— Work to do —
Transfer every line from the line containing "Task: Where can the ear" through the end of the entries, including the requests, and add -34 to each coordinate value in the answers.

— Dataset excerpts —
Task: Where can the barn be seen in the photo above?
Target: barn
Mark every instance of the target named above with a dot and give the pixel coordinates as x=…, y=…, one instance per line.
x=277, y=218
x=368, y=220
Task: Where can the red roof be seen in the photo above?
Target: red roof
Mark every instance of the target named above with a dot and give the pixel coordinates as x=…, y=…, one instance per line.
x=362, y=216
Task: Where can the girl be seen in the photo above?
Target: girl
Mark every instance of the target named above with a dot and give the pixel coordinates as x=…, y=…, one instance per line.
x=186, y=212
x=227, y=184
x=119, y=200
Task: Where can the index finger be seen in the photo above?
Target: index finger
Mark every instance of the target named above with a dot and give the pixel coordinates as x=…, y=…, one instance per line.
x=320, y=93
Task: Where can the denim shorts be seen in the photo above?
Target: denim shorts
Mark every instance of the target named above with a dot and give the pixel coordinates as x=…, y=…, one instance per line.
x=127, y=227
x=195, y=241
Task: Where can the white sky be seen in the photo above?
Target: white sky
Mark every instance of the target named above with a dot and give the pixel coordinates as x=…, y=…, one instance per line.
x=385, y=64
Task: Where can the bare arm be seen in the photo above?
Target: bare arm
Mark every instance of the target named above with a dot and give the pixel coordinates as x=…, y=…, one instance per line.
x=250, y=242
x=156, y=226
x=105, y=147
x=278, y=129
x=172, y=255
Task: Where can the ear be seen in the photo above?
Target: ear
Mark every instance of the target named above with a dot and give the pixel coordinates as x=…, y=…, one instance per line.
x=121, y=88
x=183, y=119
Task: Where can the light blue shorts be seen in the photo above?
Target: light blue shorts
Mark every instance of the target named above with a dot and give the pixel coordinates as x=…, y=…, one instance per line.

— Written solution —
Task: Where can the ear be seen in the photo above?
Target: ear
Mark every instance of the target named above with a dot and give the pixel coordinates as x=…, y=…, one instance per line.
x=87, y=54
x=149, y=85
Task: Where can the light blue shorts be seen in the photo above?
Target: light blue shorts
Mark every instance of the target named above with a dot and give the pixel coordinates as x=…, y=…, one instance per line.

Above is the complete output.